Waste Not~

Photo compliments of istockphoto.com. I buy all my photos from Istock.

Wasted food is probably the biggest budget buster in our house.  We waste an obscene amount of money in many areas, but I think food is the largest percentage.  To that end, I keep trying to make changes that solve the problem, but they’re only band-aids.  I need sutures and possible cauterization.  The wound is gushing dollars and cents into our garbage cans.  I’d like to staunch that flow.  Kind of a revolting metaphor when you’re talking about meals.  Oh, well, I’m too lazy to find a less gruesome one.  If it causes indigestion, well, it should!  When people are starving in all parts of the world, you can’t help but think that kind of consistent waste should make you a little ill–revolted.

Some things I’ve been doing to help are simple basic things that most good home managers do, but I’m going to mention it anyway because frankly, I used to forget consistently.

▶ **Input data**:
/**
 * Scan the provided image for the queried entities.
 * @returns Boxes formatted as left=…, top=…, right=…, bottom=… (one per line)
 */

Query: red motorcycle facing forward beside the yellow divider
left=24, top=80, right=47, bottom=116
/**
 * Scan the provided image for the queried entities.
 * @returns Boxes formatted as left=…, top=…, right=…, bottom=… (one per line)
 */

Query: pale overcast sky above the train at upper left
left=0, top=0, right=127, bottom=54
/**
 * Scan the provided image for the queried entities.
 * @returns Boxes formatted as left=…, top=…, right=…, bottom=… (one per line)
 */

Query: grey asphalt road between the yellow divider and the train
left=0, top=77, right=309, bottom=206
--
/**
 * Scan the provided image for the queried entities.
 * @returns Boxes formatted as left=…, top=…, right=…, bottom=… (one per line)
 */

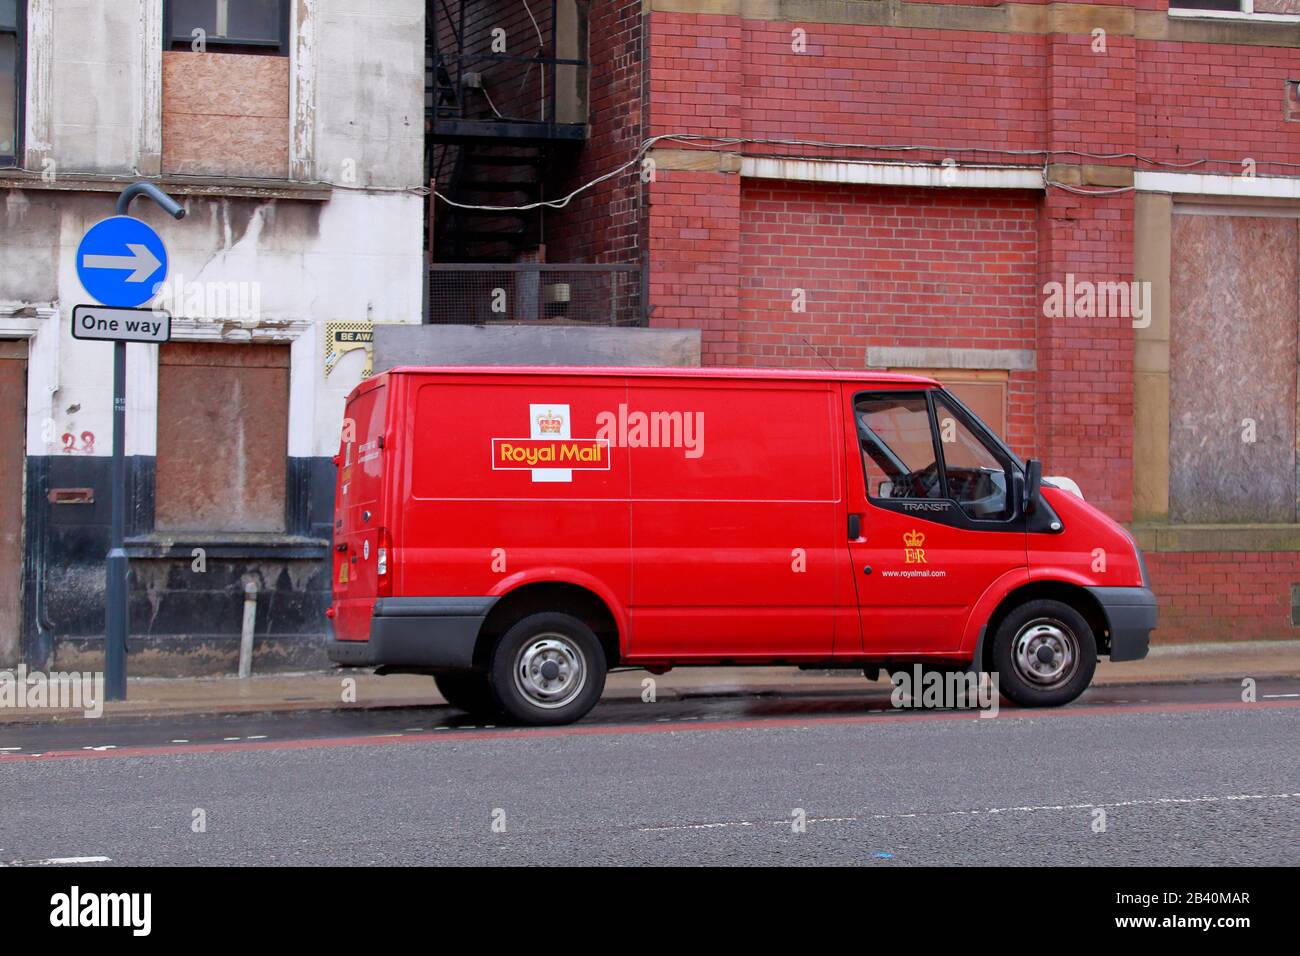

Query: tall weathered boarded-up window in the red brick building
...
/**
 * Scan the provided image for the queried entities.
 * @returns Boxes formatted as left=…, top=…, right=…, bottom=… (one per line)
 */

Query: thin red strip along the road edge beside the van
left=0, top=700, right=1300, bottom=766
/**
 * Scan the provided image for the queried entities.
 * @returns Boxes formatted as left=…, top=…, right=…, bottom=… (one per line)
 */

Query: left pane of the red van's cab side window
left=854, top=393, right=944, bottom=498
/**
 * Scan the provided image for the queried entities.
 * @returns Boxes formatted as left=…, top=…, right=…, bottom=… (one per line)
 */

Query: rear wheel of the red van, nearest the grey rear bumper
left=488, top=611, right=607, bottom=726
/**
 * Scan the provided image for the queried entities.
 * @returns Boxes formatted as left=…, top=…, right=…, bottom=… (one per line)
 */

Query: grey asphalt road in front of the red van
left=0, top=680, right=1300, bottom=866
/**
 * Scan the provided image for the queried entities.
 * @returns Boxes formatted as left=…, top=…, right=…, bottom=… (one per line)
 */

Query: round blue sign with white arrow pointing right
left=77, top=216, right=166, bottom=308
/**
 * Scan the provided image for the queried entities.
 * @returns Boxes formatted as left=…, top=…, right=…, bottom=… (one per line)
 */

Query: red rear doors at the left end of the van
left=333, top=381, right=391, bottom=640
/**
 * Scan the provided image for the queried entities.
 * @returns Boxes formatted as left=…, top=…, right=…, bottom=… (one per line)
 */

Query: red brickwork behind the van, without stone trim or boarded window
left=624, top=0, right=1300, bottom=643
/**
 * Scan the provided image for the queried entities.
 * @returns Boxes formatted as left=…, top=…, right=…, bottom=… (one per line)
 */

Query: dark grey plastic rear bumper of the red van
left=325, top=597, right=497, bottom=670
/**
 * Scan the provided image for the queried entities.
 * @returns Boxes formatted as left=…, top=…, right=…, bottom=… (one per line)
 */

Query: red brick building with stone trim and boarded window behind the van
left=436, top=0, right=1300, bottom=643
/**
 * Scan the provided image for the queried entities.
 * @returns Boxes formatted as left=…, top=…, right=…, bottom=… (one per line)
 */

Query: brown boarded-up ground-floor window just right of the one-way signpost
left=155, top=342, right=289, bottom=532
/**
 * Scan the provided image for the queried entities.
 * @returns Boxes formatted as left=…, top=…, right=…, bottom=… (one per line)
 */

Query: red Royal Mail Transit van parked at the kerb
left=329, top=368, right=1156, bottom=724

▶ **Problem 1**:
Answer these questions from the food-waste post, one line each:
(a) From where does the writer buy all the photos?
(b) What does the writer call the changes made so far to solve the problem?
(c) What does the writer say used to happen with the simple basic things that most good home managers do?
▶ **Problem 2**: Write out again the part of the food-waste post starting with "Photo compliments of" and going on through "a little ill–revolted.".
▶ **Problem 3**: In the wound metaphor of the food-waste post, what are all the treatments the writer names?

▶ **Task output 1**:
(a) From Istock.
(b) Band-aids.
(c) The writer used to forget them consistently.

▶ **Task output 2**:
Photo compliments of istockphoto.com. I buy all my photos from Istock.

Wasted food is probably the biggest budget buster in our house.  We waste an obscene amount of money in many areas, but I think food is the largest percentage.  To that end, I keep trying to make changes that solve the problem, but they’re only band-aids.  I need sutures and possible cauterization.  The wound is gushing dollars and cents into our garbage cans.  I’d like to staunch that flow.  Kind of a revolting metaphor when you’re talking about meals.  Oh, well, I’m too lazy to find a less gruesome one.  If it causes indigestion, well, it should!  When people are starving in all parts of the world, you can’t help but think that kind of consistent waste should make you a little ill–revolted.

▶ **Task output 3**: Band-aids, sutures, cauterization